* [Task description]: Using the records below, copy exactly the part that opens with the line holding "In this picture, where can the red manchester" and closes with the line holding "Query: red manchester united jersey", minus the pictures.

* [Input material]:
- Opening Delimiter -
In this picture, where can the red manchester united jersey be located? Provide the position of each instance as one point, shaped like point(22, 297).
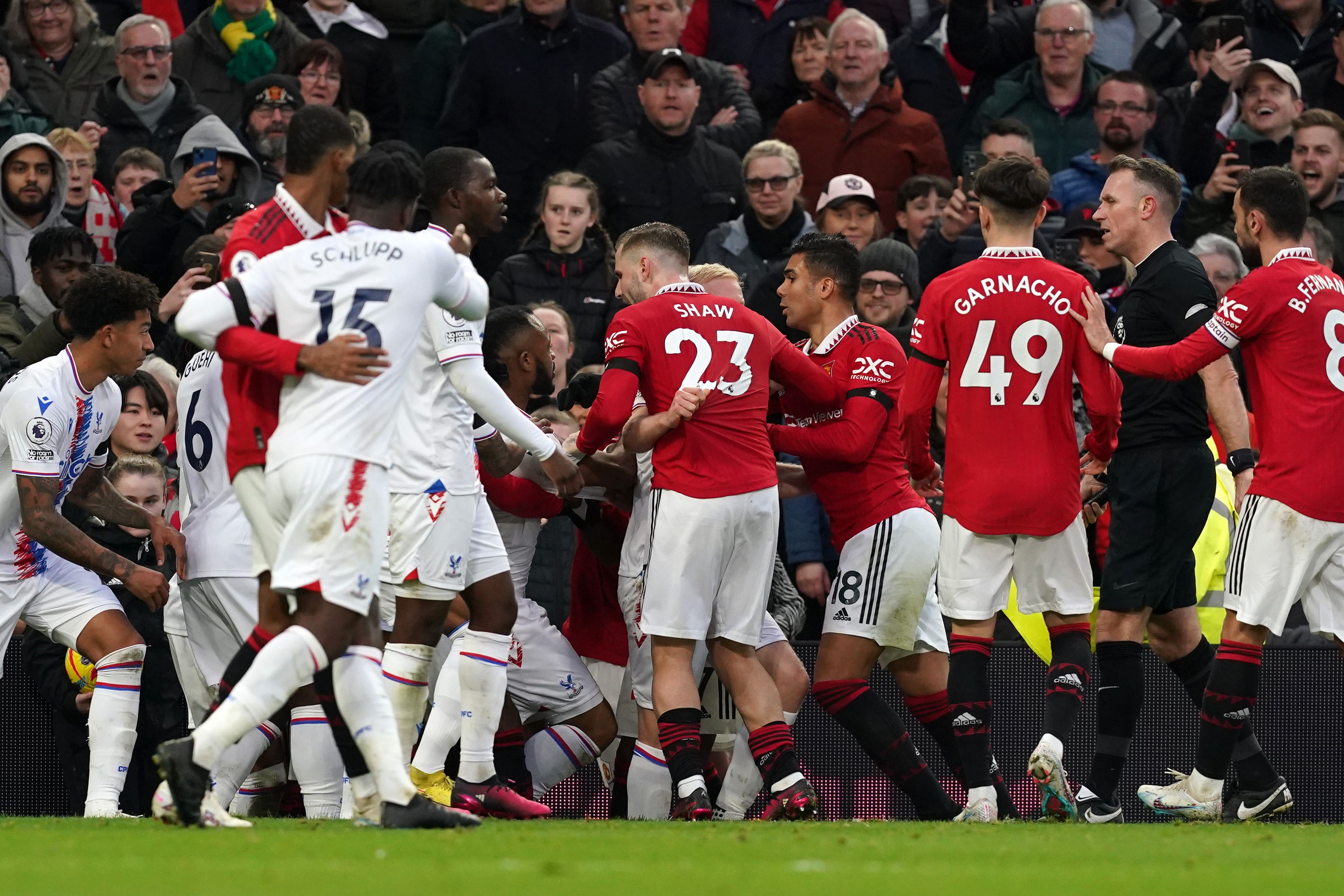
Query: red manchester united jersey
- Closing Delimiter -
- Opening Delimiter -
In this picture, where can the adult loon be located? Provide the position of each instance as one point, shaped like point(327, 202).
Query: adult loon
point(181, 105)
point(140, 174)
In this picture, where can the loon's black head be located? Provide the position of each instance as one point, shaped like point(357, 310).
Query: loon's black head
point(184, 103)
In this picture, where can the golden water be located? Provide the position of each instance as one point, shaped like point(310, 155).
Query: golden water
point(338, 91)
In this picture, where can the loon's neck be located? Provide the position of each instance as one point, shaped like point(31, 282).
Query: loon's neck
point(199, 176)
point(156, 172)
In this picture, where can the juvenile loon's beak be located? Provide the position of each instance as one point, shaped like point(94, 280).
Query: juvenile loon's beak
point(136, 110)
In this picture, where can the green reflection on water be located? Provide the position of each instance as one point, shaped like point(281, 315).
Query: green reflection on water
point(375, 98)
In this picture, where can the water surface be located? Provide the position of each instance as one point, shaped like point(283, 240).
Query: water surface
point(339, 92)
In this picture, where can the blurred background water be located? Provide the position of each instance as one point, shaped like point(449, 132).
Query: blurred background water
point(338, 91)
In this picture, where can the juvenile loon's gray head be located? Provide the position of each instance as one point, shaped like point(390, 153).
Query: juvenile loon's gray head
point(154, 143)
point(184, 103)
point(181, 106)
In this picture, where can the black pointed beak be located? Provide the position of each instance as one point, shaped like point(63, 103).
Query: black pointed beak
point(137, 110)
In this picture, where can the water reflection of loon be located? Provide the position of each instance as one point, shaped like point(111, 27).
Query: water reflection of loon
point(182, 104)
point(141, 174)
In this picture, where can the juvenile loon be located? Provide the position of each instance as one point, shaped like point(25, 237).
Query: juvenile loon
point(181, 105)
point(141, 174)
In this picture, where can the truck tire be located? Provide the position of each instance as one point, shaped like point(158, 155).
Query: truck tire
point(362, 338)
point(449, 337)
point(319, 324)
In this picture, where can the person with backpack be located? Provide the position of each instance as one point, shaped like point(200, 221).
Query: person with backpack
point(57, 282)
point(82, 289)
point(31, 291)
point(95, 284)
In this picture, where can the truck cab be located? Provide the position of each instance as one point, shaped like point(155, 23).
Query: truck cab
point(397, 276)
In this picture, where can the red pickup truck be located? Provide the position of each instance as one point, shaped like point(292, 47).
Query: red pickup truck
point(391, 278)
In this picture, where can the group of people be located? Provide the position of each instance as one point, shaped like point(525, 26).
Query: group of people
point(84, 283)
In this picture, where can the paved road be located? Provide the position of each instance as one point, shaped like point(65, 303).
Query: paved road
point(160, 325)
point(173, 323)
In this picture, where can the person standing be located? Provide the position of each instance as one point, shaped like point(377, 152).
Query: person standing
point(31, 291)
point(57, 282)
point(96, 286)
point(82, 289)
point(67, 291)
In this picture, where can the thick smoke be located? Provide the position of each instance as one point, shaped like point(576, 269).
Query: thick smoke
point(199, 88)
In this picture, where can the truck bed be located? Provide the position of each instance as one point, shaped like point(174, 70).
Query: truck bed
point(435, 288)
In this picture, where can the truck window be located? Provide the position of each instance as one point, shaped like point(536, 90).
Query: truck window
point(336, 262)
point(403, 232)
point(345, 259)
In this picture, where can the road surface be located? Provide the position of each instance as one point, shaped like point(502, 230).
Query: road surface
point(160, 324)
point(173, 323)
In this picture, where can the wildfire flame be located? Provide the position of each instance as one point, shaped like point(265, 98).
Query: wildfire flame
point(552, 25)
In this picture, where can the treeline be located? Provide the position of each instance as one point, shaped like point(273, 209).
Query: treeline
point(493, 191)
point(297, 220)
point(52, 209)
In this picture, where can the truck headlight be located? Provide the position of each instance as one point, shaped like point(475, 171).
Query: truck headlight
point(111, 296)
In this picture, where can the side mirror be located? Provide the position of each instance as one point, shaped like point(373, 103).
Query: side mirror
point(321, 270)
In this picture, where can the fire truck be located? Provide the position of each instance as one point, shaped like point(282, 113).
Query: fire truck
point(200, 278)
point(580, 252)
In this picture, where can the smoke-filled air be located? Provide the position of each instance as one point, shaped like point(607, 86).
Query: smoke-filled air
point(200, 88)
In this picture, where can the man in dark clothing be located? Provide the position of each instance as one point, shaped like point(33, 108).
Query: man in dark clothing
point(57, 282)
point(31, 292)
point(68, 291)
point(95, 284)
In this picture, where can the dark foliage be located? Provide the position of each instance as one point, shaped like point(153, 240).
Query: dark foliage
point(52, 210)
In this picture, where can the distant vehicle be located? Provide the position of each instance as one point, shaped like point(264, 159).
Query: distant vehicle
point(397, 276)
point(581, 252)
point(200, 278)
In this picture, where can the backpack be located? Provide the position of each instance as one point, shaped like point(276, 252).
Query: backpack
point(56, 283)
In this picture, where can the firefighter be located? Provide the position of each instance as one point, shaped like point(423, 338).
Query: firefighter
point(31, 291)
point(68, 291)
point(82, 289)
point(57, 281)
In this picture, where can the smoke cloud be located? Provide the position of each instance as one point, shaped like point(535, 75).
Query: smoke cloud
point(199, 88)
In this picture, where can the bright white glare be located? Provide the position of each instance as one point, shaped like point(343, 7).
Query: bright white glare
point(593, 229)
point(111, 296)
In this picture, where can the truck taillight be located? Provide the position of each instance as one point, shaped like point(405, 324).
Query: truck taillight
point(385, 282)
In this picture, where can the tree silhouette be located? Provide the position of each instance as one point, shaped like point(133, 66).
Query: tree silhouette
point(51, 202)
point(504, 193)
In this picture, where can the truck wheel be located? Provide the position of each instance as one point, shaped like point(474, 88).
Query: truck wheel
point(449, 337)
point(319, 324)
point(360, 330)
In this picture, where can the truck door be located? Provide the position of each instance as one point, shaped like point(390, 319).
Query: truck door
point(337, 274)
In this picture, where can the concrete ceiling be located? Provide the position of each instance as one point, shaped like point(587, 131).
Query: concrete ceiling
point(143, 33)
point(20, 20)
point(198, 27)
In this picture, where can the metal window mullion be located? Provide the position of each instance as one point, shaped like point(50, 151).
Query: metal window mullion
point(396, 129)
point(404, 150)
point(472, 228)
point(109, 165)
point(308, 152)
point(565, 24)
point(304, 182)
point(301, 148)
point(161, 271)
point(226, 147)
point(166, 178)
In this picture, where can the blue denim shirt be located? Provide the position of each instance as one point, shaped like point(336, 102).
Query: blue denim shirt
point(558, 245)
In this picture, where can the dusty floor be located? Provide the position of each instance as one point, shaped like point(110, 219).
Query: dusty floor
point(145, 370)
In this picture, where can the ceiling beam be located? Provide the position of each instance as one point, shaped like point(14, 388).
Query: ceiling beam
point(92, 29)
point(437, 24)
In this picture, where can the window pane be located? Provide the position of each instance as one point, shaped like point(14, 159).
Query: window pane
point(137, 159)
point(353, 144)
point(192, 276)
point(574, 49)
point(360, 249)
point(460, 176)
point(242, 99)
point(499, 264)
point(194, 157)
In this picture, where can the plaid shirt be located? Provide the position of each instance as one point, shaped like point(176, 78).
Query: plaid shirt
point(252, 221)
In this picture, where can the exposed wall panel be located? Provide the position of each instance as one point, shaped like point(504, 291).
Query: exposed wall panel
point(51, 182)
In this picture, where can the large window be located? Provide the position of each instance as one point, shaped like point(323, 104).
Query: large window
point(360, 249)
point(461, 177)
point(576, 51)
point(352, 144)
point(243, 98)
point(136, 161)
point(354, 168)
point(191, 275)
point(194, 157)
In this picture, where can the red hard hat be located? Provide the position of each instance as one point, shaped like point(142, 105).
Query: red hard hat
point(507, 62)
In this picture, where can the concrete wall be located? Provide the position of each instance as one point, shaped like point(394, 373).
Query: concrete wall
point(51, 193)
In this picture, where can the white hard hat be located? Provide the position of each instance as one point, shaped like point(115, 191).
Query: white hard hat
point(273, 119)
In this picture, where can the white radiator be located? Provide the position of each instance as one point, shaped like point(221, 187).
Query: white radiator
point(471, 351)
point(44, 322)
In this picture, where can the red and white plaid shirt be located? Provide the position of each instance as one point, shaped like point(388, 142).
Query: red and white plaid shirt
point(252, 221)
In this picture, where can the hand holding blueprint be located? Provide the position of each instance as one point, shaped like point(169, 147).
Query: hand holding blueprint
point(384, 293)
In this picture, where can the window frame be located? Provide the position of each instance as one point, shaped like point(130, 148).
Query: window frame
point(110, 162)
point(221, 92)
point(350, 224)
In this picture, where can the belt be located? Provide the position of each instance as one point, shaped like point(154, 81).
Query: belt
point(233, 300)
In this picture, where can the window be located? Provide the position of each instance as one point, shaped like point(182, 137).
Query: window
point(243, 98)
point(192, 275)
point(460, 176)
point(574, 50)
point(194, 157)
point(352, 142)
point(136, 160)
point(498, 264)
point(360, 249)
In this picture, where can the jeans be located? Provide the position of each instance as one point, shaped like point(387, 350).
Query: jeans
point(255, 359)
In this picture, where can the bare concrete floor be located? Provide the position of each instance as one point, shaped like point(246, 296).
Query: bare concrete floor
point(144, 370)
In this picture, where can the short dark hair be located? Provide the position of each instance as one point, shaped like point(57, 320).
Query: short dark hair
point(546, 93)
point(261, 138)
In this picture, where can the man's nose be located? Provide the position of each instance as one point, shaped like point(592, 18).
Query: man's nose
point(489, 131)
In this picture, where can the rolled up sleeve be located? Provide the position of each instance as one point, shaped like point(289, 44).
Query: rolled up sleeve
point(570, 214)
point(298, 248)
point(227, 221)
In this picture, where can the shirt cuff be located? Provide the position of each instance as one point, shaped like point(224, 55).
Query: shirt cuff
- Closing Delimiter -
* [Result for this exercise]:
In this picture, where can the red manchester united jersey be located? Provide the position of each instance as one point, shaped like point(22, 297).
Query: red manchester united jersey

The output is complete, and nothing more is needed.